Rewrite the lines below, swapping every "marker" for "pin" and leaving everything else unchanged. Omit the picture from your output.
[start]
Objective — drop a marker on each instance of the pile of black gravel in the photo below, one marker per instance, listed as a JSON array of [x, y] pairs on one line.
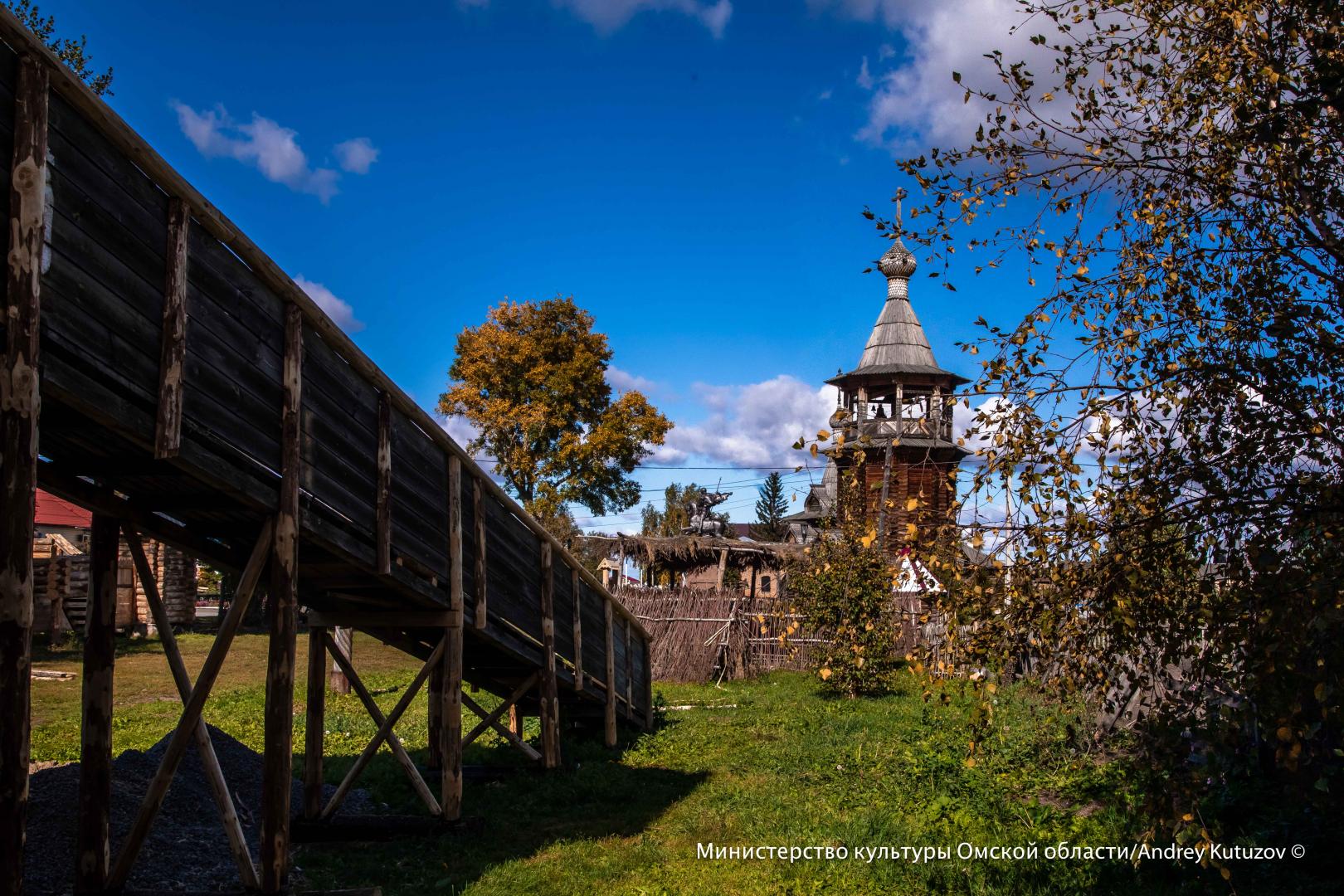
[[186, 850]]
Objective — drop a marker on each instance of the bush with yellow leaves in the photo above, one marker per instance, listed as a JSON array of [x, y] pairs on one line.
[[843, 592]]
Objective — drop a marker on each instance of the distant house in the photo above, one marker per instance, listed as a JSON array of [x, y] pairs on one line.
[[61, 574]]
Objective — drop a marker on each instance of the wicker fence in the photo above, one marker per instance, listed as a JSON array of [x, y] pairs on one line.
[[702, 635]]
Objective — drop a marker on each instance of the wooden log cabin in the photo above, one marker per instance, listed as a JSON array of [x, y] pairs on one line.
[[187, 391]]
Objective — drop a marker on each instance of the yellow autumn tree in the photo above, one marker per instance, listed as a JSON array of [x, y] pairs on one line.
[[533, 382]]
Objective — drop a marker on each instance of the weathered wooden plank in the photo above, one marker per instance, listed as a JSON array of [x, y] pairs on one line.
[[93, 832], [383, 500], [168, 423], [548, 698], [388, 735], [314, 720], [578, 629], [479, 555], [19, 411], [385, 730], [279, 755]]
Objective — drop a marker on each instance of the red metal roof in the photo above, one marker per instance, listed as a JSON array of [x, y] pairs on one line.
[end]
SOLUTION TO THIS PROBLEM:
Objective — drop a pin on each instance of the pile of black gravel in the photo below, one pin per instance, listed as a JSON array of [x, y] pairs on one line.
[[186, 850]]
Objective — drop a pin on each instance of the bush with yellow leaves in the photo above, one pin per instance, listed as a JSON array of [x, y] pairs on one line.
[[843, 592]]
Objective — drop a pin on each instance of the distant house in the photo above, one pin per instance, listed as a JSON array of [x, y] pairs on one line.
[[61, 574]]
Objective — drop a pin on each instance of the wicker fence in the photo above, one pin per instance, listed as a JSON array of [x, y] pairs on one line.
[[702, 635]]
Objective — drop a pin on each instance of the wooden log cabin in the photo above, one pin per instance, listed as a JSON array of [x, y] pairs on one line.
[[187, 391]]
Objective — drop a pin on each instance of the yellow autumn tree in the photo above, one pin per instance, listed as a JSON array of [x, y] pairs on one line.
[[533, 382]]
Objective — drop a pin on each instance of the weathered wooden plank in the photo above, one pin per instance, listed as a JSON array of [x, y] pairs on one line.
[[93, 832], [383, 500], [168, 423], [548, 698], [388, 735], [314, 720], [578, 629], [479, 555], [19, 411], [385, 730], [279, 755]]
Objective — drop a pin on each instance of the red metal roof in the photo above, one pin per instance, listed as a JSON array of [x, y] pairs on one line.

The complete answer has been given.